**Exercise details**
Copy all records exactly; omit pictures.

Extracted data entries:
....
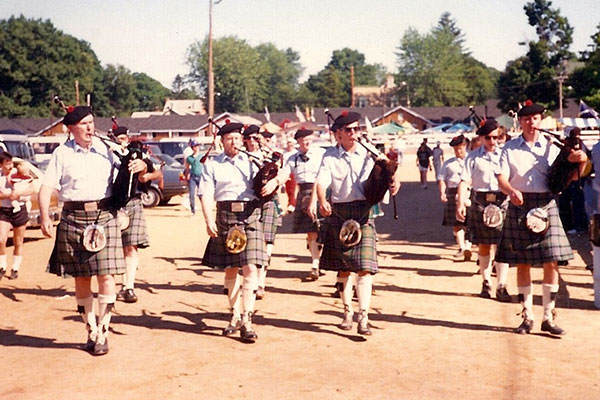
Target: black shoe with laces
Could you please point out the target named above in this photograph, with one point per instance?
(552, 328)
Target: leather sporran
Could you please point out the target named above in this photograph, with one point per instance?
(94, 238)
(350, 233)
(537, 221)
(236, 240)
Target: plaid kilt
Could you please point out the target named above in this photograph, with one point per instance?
(480, 233)
(70, 259)
(450, 209)
(519, 246)
(217, 256)
(136, 233)
(302, 222)
(271, 219)
(337, 257)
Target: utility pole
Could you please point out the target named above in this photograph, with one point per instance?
(211, 80)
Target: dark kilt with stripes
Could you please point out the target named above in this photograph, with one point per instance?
(337, 257)
(302, 222)
(217, 256)
(271, 219)
(480, 233)
(136, 233)
(520, 246)
(70, 259)
(450, 209)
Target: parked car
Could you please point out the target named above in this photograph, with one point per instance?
(171, 184)
(34, 211)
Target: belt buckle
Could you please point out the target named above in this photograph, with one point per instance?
(90, 206)
(237, 206)
(491, 197)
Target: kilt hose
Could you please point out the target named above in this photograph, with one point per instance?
(302, 222)
(480, 233)
(217, 256)
(336, 256)
(450, 209)
(520, 246)
(271, 219)
(136, 233)
(70, 259)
....
**Exercise response**
Target: black shoe with laces
Could you please point out the target named above in this photograph, with one point per instance?
(552, 328)
Target: leather sporran
Could you please point out the target named above in this photograph, with one point per instance?
(94, 238)
(350, 233)
(537, 221)
(236, 240)
Target: plaid kilt
Could you please point out the target named above in this photograph, with one point per instance?
(480, 233)
(70, 259)
(450, 209)
(519, 246)
(217, 256)
(136, 233)
(302, 222)
(271, 219)
(337, 257)
Target: utility pole
Could you please point out the target named above in this photograph, with one point per instance?
(211, 80)
Target: dark kilt with stripes
Could you please point out the target named above in this photograph, with one point per instance?
(337, 257)
(302, 222)
(217, 256)
(271, 219)
(480, 233)
(136, 233)
(520, 246)
(70, 259)
(450, 209)
Target: parked car
Could you please point out the target named above in this photograph, with one point per instance?
(171, 184)
(34, 211)
Target: belt buckle
Could you please point out the target named above in this photograph, with one point per instance?
(90, 206)
(237, 206)
(491, 197)
Target: kilt hose
Could you please point out the target named above in this photograph, with one point per instance?
(302, 222)
(480, 233)
(217, 256)
(336, 256)
(450, 209)
(520, 246)
(271, 219)
(136, 233)
(70, 259)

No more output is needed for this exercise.